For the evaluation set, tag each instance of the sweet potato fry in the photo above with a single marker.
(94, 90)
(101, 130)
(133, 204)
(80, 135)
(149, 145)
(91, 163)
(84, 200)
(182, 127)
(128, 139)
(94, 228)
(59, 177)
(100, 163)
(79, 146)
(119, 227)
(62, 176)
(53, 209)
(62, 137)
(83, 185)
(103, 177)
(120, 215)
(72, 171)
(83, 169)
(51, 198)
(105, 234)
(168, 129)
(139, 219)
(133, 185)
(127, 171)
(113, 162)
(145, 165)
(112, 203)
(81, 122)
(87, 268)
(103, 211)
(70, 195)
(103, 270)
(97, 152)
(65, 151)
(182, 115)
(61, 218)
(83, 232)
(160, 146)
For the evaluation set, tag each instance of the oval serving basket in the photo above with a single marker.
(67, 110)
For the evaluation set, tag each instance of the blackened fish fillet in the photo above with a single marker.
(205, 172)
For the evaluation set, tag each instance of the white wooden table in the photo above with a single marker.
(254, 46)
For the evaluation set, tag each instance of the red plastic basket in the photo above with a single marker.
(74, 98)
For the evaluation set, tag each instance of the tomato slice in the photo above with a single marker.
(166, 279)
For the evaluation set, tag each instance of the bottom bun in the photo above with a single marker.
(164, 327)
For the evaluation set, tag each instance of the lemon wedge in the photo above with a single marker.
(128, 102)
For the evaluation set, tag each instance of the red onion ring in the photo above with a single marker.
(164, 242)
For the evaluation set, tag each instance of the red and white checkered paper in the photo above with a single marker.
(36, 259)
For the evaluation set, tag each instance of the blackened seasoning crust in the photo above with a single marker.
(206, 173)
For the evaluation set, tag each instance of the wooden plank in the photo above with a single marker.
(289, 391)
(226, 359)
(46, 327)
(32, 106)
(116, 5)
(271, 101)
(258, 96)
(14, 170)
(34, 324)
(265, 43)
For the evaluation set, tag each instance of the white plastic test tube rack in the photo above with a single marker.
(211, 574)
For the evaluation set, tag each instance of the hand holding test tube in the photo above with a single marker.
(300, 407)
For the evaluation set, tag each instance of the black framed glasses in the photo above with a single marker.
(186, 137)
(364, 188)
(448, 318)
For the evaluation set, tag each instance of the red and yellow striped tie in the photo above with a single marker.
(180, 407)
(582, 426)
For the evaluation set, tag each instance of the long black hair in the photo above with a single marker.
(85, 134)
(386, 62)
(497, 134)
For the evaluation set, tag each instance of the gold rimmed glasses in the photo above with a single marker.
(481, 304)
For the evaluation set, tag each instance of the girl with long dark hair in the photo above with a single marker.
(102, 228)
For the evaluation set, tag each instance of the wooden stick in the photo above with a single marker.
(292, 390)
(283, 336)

● DIRECTIONS: Can you rescale the data, starting with the line that contains "For the evaluation set, tag each instance of the gold" and going on through the end of the data, both ends included? Reproduce every line in that stretch, multiplying each number in the coordinate points by 2.3 and rounding to a whole number with halves rounded up, while leaving all other text unchanged.

● RESPONSE:
For the evaluation set, tag each instance of the gold rimmed glasses in the photo above with a single marker.
(1106, 699)
For the evaluation set, tag each instance of the girl with long dark hair in the photo above with a single marker.
(235, 524)
For the evaluation set, tag each instance of the wooden stick in the photo above with a single marker.
(672, 897)
(651, 773)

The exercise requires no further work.